**Estratto della fonte**
==========
Internet

Perché un giornalismo SEO di qualità premia tutti

25 Marzo 2015

L’adagio che si sente ripetere da tempo vuole che il SEO (search engine optimization) applicato al giornalismo sia morto. In verità, non c’è niente di più falso: al massimo bisogna rivedere le proprie tecniche ogni qualvolta Google apporta modifiche al suo algoritmo (ma questo vale soprattutto per i cacciatori di keywords – ci torneremo più avanti). L’aspetto più interessante di tutta la faccenda è infatti un altro, e cioè le potenzialità enormi che il SEO ha per un giornalismo online di qualità. Qualità che peraltro viene premiata da Google con posizionamenti migliori, o almeno questo è l’obiettivo a cui l’azienda di Mountain View lavora costantemente.

La verità è che il SEO è vivo e vegeto e si applica alla perfezione all’informazione online. Per una semplice ragione: finché la gente si porrà domande e cercherà approfondimenti su Google, ci sarà uno spazio molto interessante per un giornalismo di qualità che non sfrutti solo ed esclusivamente la vetrina offerta dalla homepage, ma che possa invece avere vita lunghissima se studiato con un po’ più di attenzione nei confronti di Google.

Purtroppo quello che salta all’occhio più facilmente è l’uso spregiudicato del SEO. Quello per cui un pezzo come questo avrebbe potuto benissimo essere titolato “SEO 2015: che cos’è, come funziona e quanto, quando, dove e perché”. In questo modo, qualche incastro di parole chiave avrebbe funzionato e se ci fosse qualcuno che, incuriosito da una conversazione ascoltata, stesse cercando qualche informazione in materia facilmente incapperebbe in un pezzo titolato in questo modo, tanto più se all’interno dell’articolo e nella formattazione si fossero presi tutti gli accorgimenti del caso.

Il risultato lo vediamo tutti i giorni. Titoli come “ultimi sondaggi politici elettorali 25 marzo 2015 di oggi: Pd, M5S, Forza Italia e Lega Nord” non sono frutto della mia immaginazione, bensì frutto del lavoro di tecnici/giornalisti che basano il loro lavoro sull’incastro delle keyword che riescono a funzionare. Il concetto, di per sé, è molto semplice: basarsi sulla sola parola chiave “sondaggi” per creare un titolo decente espone a una concorrenza spietata; ricercare un incastro di parole chiave molto più specifiche dà l’opportunità di finire in cima nelle ricerche su Google, visto che molto spesso le persone fanno le loro ricerche utilizzando chiavi come “ultimi sondaggi politici” oppure “sondaggi di oggi” e così via.
==========
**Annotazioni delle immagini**
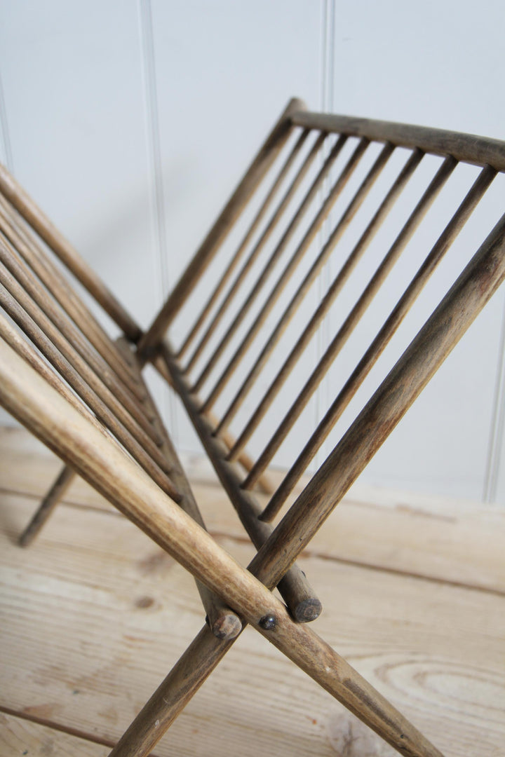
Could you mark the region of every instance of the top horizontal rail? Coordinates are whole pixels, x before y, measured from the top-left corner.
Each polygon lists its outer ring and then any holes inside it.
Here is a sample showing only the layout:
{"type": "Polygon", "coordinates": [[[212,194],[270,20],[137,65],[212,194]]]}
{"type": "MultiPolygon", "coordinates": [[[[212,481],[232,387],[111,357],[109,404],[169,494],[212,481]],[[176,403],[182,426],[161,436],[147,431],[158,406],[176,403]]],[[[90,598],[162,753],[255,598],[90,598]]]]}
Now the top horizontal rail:
{"type": "Polygon", "coordinates": [[[294,126],[320,129],[348,136],[368,137],[376,142],[391,142],[397,147],[420,148],[436,155],[452,155],[457,160],[488,164],[497,171],[505,171],[505,142],[462,134],[445,129],[413,126],[394,121],[378,121],[354,116],[338,116],[327,113],[297,111],[291,114],[294,126]]]}

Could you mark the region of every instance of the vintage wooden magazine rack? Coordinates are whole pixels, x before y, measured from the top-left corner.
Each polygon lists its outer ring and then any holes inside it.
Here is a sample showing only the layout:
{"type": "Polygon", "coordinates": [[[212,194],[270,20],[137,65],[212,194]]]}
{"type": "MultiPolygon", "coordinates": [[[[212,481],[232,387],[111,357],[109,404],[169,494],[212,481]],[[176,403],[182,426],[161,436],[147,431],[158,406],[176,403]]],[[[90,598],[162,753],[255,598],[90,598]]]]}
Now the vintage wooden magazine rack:
{"type": "Polygon", "coordinates": [[[2,169],[0,303],[5,314],[0,316],[0,403],[65,463],[20,540],[31,540],[76,473],[192,573],[204,608],[202,620],[207,618],[112,755],[148,755],[249,623],[400,753],[440,757],[307,624],[321,607],[295,561],[503,280],[505,215],[485,230],[470,262],[301,494],[275,528],[270,523],[503,171],[505,142],[310,113],[292,100],[152,326],[142,332],[2,169]],[[367,198],[380,188],[379,177],[391,159],[399,160],[396,174],[370,210],[367,198]],[[363,160],[369,160],[363,177],[348,198],[363,160]],[[383,249],[379,266],[368,269],[366,286],[313,365],[310,350],[318,329],[326,323],[328,332],[325,318],[348,279],[418,167],[432,165],[434,170],[424,191],[383,249]],[[424,245],[417,272],[315,427],[307,431],[305,422],[297,425],[386,276],[404,251],[410,250],[422,219],[432,206],[438,207],[441,191],[460,163],[480,167],[456,211],[434,243],[422,237],[416,242],[424,245]],[[357,220],[359,233],[343,255],[339,243],[357,220]],[[325,230],[326,236],[318,236],[325,230]],[[234,234],[238,241],[231,254],[226,245],[234,234]],[[340,267],[321,291],[318,277],[334,251],[340,267]],[[118,339],[108,335],[88,295],[69,282],[61,263],[119,326],[118,339]],[[303,275],[286,299],[286,287],[300,270],[303,275]],[[291,322],[298,324],[295,337],[279,358],[279,345],[291,322]],[[247,570],[204,530],[170,429],[144,382],[148,363],[182,400],[257,550],[247,570]],[[291,381],[302,363],[308,372],[291,396],[291,381]],[[268,365],[275,369],[262,384],[268,365]],[[259,394],[251,406],[254,391],[259,394]],[[287,412],[276,410],[281,396],[288,397],[287,412]],[[232,422],[241,418],[242,428],[232,434],[232,422]],[[267,439],[263,434],[260,452],[250,454],[246,445],[266,420],[273,422],[273,431],[267,439]],[[268,466],[293,430],[301,451],[273,488],[268,466]],[[258,488],[270,494],[264,509],[255,494],[258,488]],[[284,603],[272,593],[276,586],[284,603]]]}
==========
**Consegna A**
Ricopia dall'articolo sul giornalismo SEO il tratto che va da "Il risultato lo" fino a "e così via.".
**Consegna B**
Secondo l'articolo sul giornalismo SEO, chi deve soprattutto rivedere le proprie tecniche ogni volta che Google modifica il suo algoritmo? Rispondi in poche parole, per favore.

**Soluzione A**
Il risultato lo vediamo tutti i giorni. Titoli come “ultimi sondaggi politici elettorali 25 marzo 2015 di oggi: Pd, M5S, Forza Italia e Lega Nord” non sono frutto della mia immaginazione, bensì frutto del lavoro di tecnici/giornalisti che basano il loro lavoro sull’incastro delle keyword che riescono a funzionare. Il concetto, di per sé, è molto semplice: basarsi sulla sola parola chiave “sondaggi” per creare un titolo decente espone a una concorrenza spietata; ricercare un incastro di parole chiave molto più specifiche dà l’opportunità di finire in cima nelle ricerche su Google, visto che molto spesso le persone fanno le loro ricerche utilizzando chiavi come “ultimi sondaggi politici” oppure “sondaggi di oggi” e così via.

**Soluzione B**
I cacciatori di keywords.